Entries supplied ->
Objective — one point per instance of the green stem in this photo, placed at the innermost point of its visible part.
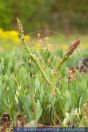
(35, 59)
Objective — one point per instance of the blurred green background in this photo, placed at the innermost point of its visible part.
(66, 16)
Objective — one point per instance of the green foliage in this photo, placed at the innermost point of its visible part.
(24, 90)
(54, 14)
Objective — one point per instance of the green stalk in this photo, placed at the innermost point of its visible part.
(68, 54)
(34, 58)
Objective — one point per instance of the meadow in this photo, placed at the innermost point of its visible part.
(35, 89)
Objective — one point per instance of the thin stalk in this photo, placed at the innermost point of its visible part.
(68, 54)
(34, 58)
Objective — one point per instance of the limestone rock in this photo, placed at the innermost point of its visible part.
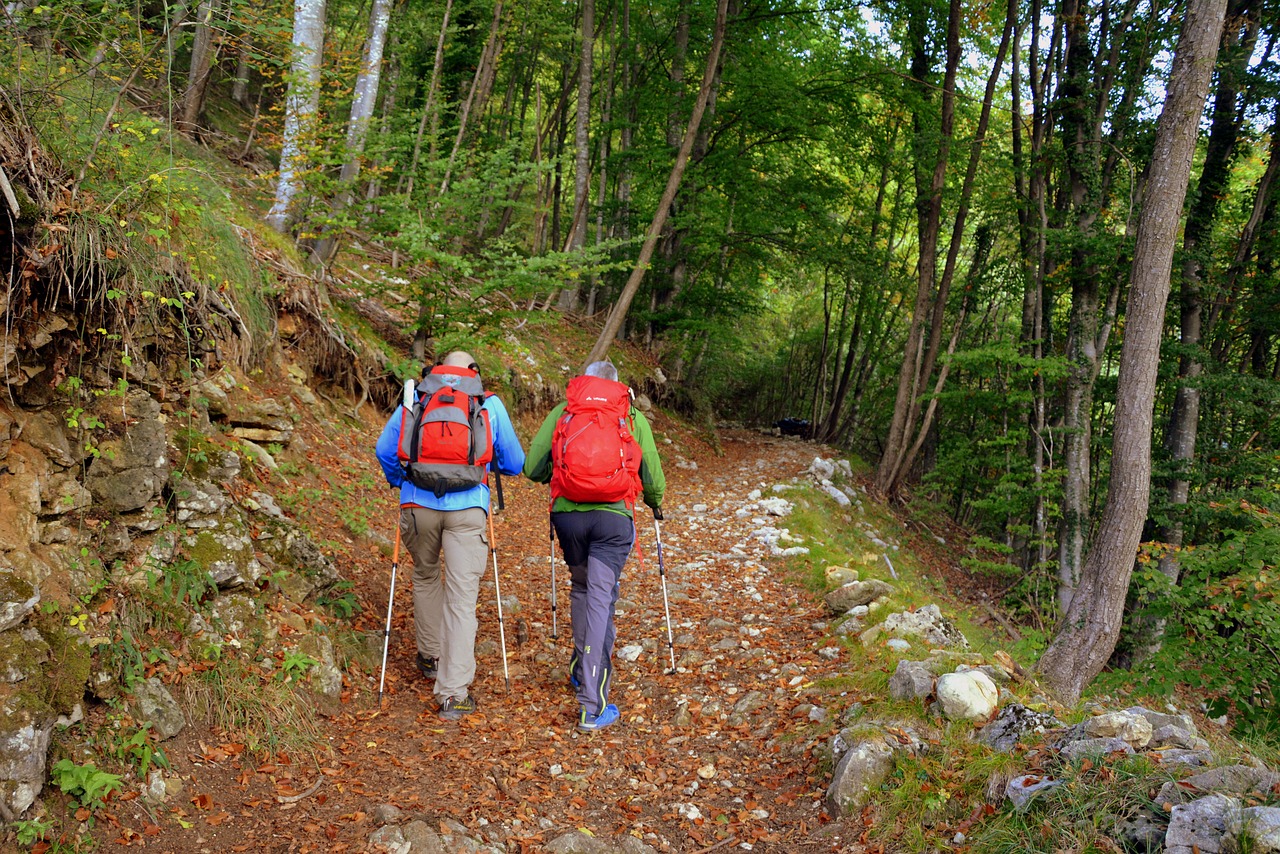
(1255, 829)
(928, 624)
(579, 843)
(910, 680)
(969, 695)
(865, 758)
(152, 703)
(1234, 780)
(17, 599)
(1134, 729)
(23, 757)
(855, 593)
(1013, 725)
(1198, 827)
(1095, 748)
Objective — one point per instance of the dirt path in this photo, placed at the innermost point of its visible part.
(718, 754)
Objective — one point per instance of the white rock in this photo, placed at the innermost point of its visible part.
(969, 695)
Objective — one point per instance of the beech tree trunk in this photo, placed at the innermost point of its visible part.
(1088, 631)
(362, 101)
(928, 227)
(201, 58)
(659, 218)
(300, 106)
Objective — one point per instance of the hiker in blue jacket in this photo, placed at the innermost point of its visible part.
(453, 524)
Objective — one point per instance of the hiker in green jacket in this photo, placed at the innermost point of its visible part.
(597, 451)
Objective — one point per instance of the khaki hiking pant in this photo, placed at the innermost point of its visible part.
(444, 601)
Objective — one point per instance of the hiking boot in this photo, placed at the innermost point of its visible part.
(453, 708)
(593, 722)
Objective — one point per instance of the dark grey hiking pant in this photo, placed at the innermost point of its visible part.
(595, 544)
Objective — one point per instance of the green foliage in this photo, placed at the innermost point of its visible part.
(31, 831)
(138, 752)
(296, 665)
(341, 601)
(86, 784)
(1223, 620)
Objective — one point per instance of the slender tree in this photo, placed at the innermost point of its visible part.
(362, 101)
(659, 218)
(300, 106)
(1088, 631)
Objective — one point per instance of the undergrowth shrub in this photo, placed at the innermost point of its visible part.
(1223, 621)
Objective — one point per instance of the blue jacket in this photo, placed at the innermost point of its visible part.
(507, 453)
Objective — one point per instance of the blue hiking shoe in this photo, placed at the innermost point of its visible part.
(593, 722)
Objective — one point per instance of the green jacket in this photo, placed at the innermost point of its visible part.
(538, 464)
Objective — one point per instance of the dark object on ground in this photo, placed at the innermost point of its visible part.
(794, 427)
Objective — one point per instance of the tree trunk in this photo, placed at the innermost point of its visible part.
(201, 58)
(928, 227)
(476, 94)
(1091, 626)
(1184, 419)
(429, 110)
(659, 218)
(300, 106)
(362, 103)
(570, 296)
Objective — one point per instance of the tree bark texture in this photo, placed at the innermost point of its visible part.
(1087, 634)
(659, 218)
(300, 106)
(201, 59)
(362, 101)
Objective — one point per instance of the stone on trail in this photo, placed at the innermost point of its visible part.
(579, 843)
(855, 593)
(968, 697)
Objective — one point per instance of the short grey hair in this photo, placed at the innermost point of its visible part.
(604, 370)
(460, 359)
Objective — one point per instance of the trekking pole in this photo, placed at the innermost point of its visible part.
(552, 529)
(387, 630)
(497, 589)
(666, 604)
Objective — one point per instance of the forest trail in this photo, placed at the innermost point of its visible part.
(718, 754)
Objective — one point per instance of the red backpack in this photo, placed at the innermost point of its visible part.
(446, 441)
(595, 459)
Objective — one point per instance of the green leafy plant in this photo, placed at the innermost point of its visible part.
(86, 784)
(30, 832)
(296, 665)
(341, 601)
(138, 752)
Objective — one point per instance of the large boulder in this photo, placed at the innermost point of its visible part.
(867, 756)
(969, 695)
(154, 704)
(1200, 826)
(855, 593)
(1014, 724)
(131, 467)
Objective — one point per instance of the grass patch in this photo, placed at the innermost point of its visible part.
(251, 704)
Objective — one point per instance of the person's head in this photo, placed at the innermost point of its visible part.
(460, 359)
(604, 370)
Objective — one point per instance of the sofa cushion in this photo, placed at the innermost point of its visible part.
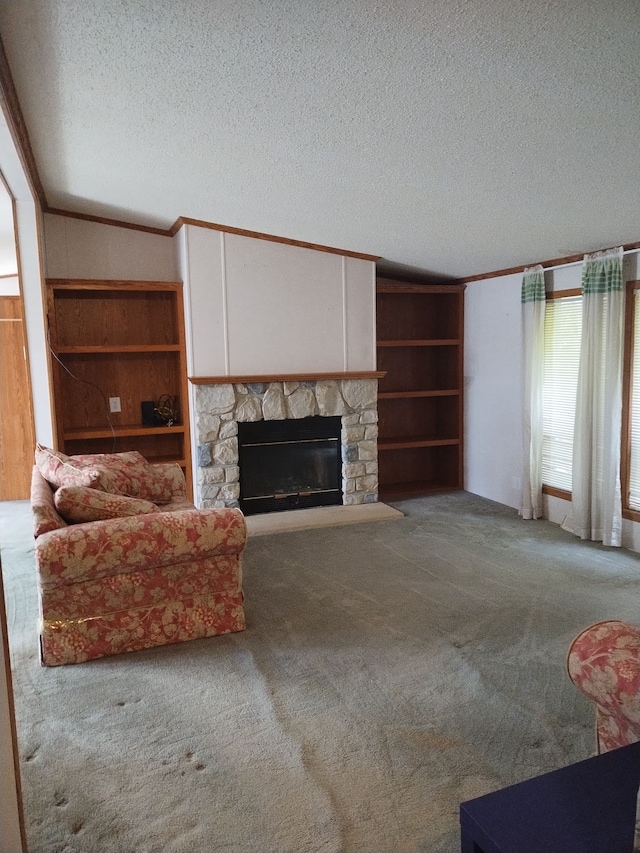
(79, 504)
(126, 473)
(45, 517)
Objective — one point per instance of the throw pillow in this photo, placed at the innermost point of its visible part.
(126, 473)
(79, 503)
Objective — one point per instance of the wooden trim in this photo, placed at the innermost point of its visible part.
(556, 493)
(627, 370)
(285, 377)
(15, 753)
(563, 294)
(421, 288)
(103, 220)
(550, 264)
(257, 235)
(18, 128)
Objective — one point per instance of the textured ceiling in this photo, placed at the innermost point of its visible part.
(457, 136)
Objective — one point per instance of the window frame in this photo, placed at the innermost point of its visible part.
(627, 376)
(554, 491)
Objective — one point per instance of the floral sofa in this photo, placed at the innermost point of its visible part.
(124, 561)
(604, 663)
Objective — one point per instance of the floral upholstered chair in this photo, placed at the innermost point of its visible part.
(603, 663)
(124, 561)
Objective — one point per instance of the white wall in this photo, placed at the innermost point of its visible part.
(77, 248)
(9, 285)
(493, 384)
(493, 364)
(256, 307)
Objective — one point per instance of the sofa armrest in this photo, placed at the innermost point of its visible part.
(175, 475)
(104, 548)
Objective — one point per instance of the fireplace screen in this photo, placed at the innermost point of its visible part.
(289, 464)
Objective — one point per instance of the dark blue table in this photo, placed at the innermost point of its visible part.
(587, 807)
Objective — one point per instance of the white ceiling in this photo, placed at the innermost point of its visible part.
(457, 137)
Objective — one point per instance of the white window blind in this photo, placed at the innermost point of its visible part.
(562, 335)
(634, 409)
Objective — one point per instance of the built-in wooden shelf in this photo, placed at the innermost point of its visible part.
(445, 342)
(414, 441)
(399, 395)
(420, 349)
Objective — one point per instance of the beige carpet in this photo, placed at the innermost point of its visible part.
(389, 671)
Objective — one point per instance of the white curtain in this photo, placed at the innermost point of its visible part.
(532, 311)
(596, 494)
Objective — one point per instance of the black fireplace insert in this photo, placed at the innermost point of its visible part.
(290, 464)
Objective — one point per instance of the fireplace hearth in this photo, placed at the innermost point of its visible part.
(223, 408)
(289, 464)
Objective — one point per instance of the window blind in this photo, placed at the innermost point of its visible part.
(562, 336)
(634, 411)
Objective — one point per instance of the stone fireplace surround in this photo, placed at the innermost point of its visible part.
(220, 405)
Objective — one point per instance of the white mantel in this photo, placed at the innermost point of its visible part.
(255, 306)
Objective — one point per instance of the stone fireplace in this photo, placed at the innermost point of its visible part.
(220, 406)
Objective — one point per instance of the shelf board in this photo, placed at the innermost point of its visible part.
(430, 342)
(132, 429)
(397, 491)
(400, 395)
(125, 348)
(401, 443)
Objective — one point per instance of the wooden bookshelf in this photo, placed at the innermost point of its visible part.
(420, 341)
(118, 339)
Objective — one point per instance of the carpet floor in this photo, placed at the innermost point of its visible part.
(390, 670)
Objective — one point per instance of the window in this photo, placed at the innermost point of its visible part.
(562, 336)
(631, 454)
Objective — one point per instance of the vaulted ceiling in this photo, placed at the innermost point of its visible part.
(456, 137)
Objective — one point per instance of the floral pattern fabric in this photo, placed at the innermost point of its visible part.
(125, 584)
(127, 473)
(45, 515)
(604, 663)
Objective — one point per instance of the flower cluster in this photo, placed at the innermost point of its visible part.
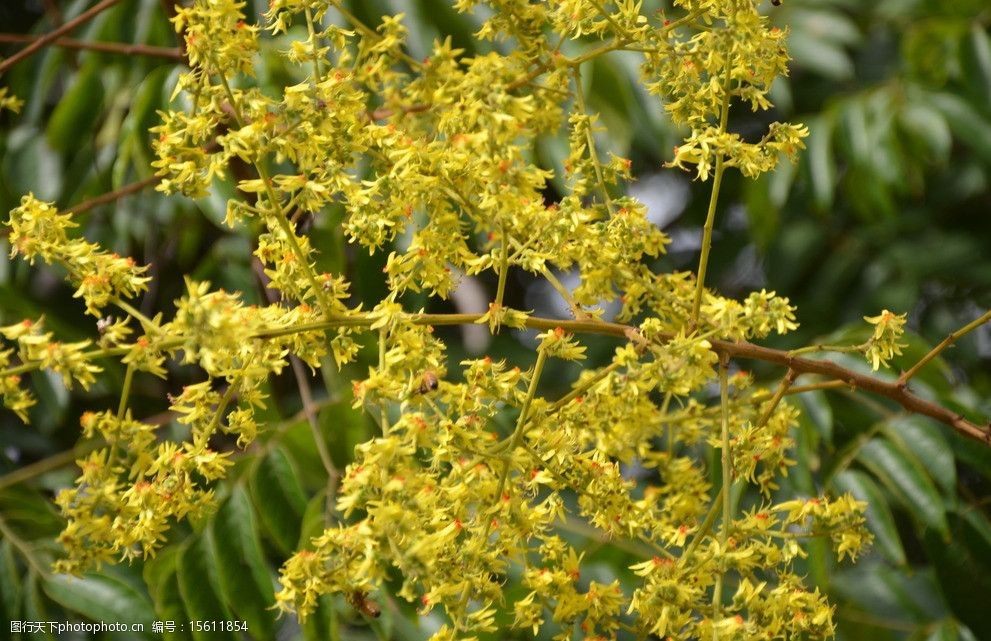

What the task asks -> Restate the data above exactly, stripping out each image.

Exercise response ->
Objective — one point per instance of the green stem in this photo, placed at the innermost point of its visible part.
(35, 59)
Objective — one point per instance of the blurred green background in this photo, placed at the innermost point of its visible part.
(66, 16)
Objective — one point per instance of the green foliage in this photo, placed at the innermost point of its visible part.
(24, 90)
(54, 14)
Objective — one point per instance of the green stalk in this photo, placed at the innermost point of its visible part.
(68, 54)
(34, 58)
Objective — one point per instance of the meadow in this photo, placed at the innermost point of its visible part.
(35, 89)
Objective — one point per instance of the thin stalk in this photo, placed at the innermost point of its visible part.
(68, 54)
(34, 58)
Objective — one point per instance of the limestone rock in this photo, placed at the innermost point of its visible part.
(1255, 829)
(928, 624)
(579, 843)
(910, 680)
(969, 695)
(865, 758)
(152, 703)
(1234, 780)
(17, 599)
(1134, 729)
(23, 757)
(855, 593)
(1013, 725)
(1198, 827)
(1095, 748)
Objective — one point per instance of the dirt path in this photo, placed at the innermost point of its visible part.
(718, 754)
Objective — one point per instance of the white rock in this photo, placed at the innermost point of its visible part.
(969, 695)
Objective — one point per instance of the beech tree trunk in this photo, placed at the innermost point of its visible part.
(1088, 631)
(362, 101)
(928, 227)
(201, 58)
(659, 218)
(300, 106)
Objective — one point per instance of the hiker in blue jacket in this photo, placed at the innermost point of its visible part.
(453, 524)
Objective — one point per instance of the hiker in green jacket in this photo, placed at the innermost point of its visible part.
(597, 451)
Objective — one point per instance of the khaki hiking pant in this photo, placed at the innermost point of its visible part.
(444, 601)
Objective — one point per instance of the hiking boot in this photo, placed at the innermost point of its visible part.
(453, 708)
(593, 722)
Objective — one point per instance of the dark grey hiking pant in this photo, placed at the innermost point of its visible part.
(595, 544)
Objective — one point per instance of the green foliage in this photo, placed at the innermost point of its visible part.
(31, 831)
(138, 752)
(296, 665)
(341, 601)
(86, 784)
(1223, 620)
Objective — one point per instance of the slender tree in this photo, placed at the innermost point of its visible part.
(362, 101)
(659, 218)
(300, 106)
(1088, 631)
Objective — one point per instance of the undergrowth shrub in this photo, placed at the innermost point of its visible part.
(1223, 621)
Objective — one point per instance of the blue jacket in this photo, placed at the innermost point of its visible part.
(507, 453)
Objective — one point per instance of the blue hiking shoe in this photo, placed at the innermost point of its visible part.
(593, 722)
Objective — one point per instance of the green jacket in this photo, placed at the innermost point of its visible part.
(538, 464)
Objective — one point per instance of the dark object on ground in this photo, placed at the innermost point of its visible part.
(794, 427)
Objective — one point per instance of the tree trunk in this photo, placed at the innermost point of its visible part.
(201, 58)
(928, 227)
(476, 94)
(1091, 626)
(1184, 419)
(429, 110)
(659, 218)
(300, 106)
(362, 103)
(570, 296)
Objective — one point per instance of the tree bark texture in this photo, placed at the innermost point of its visible part.
(1087, 634)
(659, 218)
(300, 106)
(201, 59)
(362, 101)
Objective — one point per instance of the stone on trail in this photo, placed at the innermost point of its visible part.
(579, 843)
(855, 593)
(968, 697)
Objective — one point per instance of the short grey hair in this photo, placed at the innermost point of its visible part.
(604, 370)
(460, 359)
Objective — one point per instance of the trekking pole in this photo, placed at the innermost point of its visible part.
(552, 529)
(387, 630)
(497, 589)
(666, 604)
Objective — one point per instance of the forest trail in this photo, placed at the innermost point of its visible part.
(718, 754)
Objective — one point per instance of the red backpack in this photo, placed at the innermost point of its visible part.
(446, 441)
(595, 459)
Objective — one point per instance of the green leafy plant in this photo, placed at the innermost point of its visible part.
(86, 784)
(30, 832)
(296, 665)
(341, 601)
(138, 752)
Objective — one point per instance of the large boulder in this photo, placed at the innermost point of its visible part.
(867, 756)
(969, 695)
(154, 704)
(1200, 826)
(855, 593)
(1014, 724)
(131, 467)
Objective — one point per instance of the grass patch in this photo, placed at the innermost point of its visible part.
(251, 704)
Objective — one point per instance of the person's head in this photo, placed at the innermost point of its visible part.
(460, 359)
(604, 370)
Objective — one point per instance of the sofa cushion in this photo, placed at the innermost point of its visible part.
(79, 504)
(126, 473)
(45, 517)
Objective — one point per instance of the throw pillow in this photo, placed at the innermost point of its visible part.
(126, 473)
(79, 503)
Objective — one point per instance of the wooden trim in this photo, placed at the innermost point of its visible part.
(556, 493)
(627, 370)
(285, 377)
(15, 753)
(563, 294)
(421, 288)
(103, 220)
(550, 264)
(257, 235)
(18, 128)
Objective — one point per instance of the textured ceiling in this photo, placed at the innermost point of its visible part.
(457, 136)
Objective — one point per instance of the window frame in this photo, placed at the innermost point of its visible part.
(627, 376)
(554, 491)
Objective — one point per instance of the floral sofa in this photo, placed at the innermost point of its visible part.
(124, 561)
(604, 663)
Objective — one point per instance of the floral upholstered chair in this photo, placed at the innermost point of its visible part.
(603, 663)
(124, 561)
Objective — one point per instance of the white wall in this photo, placed at the innermost point of its visible part.
(77, 248)
(9, 285)
(493, 384)
(493, 364)
(256, 307)
Objective — one point per instance of the sofa armrest in this photo, placed at the innermost point of its visible part.
(175, 475)
(104, 548)
Objective — one point per instance of the fireplace screen in this photo, placed at the innermost point of its visible part.
(289, 464)
Objective — one point per instance of the dark blue table in this photo, placed at the innermost point of its visible part.
(587, 807)
Objective — one point per instance of the white ceiling in this photo, placed at the innermost point of its visible part.
(457, 137)
Objective — one point per instance of the white window blind in this photo, placed at the innermost point of its visible part.
(562, 335)
(634, 409)
Objective — one point per instance of the built-in wooden shelf in this photo, placed at the innermost point of its visible part.
(445, 342)
(414, 441)
(399, 395)
(420, 349)
Objective — one point per instance of the beige carpet in this photo, placed at the innermost point of its visible part.
(389, 671)
Objective — one point per instance of the white curtain in this photo, placed at the innermost point of its visible part.
(532, 311)
(596, 494)
Objective — one point per instance of the black fireplace insert in this photo, placed at the innermost point of its visible part.
(290, 464)
Objective — one point per instance of the fireplace hearth in this photo, placed at the innermost point of its visible part.
(223, 408)
(289, 464)
Objective — one point per instance of the window blind in this photo, placed at the innermost point of its visible part.
(562, 336)
(634, 411)
Objective — one point per instance of the stone fireplace surround in this photo, placed at the innermost point of its visible part.
(220, 405)
Objective — one point per instance of the white mantel in this photo, placed at the innermost point of its visible part.
(255, 306)
Objective — one point per instance of the stone fireplace in this photo, placed at the innermost point of its visible part.
(220, 406)
Objective — one point per instance of the shelf board in this photo, placed at the innermost point of its visible part.
(430, 342)
(132, 429)
(397, 491)
(400, 395)
(125, 348)
(401, 443)
Objective — one point per instance of the wooden bookshelf in this photo, placed at the innermost point of its visible part.
(420, 341)
(118, 339)
Objective — one point per instance of the carpet floor in this photo, placed at the innermost point of its visible part.
(390, 670)
Objective — one point per instance of the window in this photo, placed at the innermost point of its visible part.
(562, 336)
(631, 454)
Objective — one point per instance of the vaulted ceiling in this photo, placed at the innermost point of its visible part.
(456, 137)
Objective — one point per instance of the floral pattern fabric in this photo, placed at the innermost point of its visible part.
(125, 584)
(127, 473)
(45, 515)
(604, 663)
Objective — one point per instance of the flower cluster in this photo, placed at the innermost point of its visible part.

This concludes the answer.